BEGIN

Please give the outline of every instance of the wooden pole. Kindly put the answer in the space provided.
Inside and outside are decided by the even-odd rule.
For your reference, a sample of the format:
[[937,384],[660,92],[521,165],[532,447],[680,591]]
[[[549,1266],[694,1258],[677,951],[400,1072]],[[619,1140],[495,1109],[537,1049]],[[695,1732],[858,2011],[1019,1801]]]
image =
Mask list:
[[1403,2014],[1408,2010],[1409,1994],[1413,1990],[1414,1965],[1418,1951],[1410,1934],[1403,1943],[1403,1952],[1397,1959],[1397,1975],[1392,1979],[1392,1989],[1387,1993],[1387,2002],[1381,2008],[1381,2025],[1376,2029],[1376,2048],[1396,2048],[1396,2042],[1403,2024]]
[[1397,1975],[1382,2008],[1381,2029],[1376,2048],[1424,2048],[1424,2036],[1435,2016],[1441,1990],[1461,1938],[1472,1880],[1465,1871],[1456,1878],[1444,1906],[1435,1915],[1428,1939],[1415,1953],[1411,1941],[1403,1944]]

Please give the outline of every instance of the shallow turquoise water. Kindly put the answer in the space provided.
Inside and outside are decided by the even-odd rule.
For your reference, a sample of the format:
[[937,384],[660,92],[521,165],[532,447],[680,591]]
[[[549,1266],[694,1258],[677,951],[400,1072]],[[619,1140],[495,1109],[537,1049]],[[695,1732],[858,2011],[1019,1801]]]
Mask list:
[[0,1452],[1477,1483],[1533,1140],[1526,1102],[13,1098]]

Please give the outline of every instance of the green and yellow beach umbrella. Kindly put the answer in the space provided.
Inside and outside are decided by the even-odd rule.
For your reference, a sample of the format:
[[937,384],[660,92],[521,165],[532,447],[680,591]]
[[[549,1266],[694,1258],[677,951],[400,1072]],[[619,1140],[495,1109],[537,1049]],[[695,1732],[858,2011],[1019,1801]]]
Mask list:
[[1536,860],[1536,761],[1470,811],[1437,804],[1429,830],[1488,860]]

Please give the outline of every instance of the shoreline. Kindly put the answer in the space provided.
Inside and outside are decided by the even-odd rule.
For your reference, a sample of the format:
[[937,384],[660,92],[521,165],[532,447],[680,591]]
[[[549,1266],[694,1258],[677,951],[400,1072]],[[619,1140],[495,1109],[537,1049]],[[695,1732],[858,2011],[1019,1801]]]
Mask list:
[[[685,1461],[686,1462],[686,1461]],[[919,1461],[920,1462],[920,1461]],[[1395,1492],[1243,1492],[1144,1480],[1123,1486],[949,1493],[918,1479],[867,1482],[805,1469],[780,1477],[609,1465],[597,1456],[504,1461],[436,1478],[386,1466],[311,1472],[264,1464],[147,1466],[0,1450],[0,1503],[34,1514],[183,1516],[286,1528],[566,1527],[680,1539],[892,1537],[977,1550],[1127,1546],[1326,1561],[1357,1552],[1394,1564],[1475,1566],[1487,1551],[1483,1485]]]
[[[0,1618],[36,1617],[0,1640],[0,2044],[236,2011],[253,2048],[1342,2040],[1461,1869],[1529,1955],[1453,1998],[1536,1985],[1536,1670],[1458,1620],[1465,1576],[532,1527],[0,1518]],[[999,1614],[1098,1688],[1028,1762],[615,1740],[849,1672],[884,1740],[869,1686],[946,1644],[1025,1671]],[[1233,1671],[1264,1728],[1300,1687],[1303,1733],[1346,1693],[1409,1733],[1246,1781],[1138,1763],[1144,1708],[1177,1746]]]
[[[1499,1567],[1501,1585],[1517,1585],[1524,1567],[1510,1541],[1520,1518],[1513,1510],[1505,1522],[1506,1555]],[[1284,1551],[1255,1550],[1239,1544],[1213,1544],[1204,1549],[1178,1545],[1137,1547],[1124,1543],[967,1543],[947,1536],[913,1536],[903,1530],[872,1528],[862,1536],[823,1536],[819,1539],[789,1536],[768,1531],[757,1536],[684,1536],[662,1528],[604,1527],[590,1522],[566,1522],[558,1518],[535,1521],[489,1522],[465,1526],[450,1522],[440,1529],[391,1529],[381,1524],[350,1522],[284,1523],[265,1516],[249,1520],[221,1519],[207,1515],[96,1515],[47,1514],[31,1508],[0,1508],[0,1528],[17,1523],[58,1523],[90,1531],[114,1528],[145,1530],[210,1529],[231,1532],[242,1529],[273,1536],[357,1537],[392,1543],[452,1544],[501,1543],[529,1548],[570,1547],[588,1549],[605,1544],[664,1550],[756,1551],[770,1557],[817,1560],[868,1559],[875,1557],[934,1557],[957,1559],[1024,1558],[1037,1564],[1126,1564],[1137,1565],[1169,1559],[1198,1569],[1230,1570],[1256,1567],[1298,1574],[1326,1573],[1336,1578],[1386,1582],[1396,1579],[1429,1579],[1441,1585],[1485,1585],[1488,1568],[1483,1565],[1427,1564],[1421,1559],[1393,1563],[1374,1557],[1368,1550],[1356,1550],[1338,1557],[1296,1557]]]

END

- WORK INSTRUCTIONS:
Look for the word "answer" throughout the material above and copy every line that has it.

- RESPONSE TO THIS EXERCISE:
Please give the outline of every instance of the wooden pole. Kindly put the answer in the space provided.
Please give the outline of every instance of the shallow turquoise water. Kindly put the answer in the space provided.
Please give the outline of every instance of the green and yellow beach umbrella. Kindly put the answer in the space provided.
Please give the outline of every instance of the shoreline. Kindly put the answer in the space provided.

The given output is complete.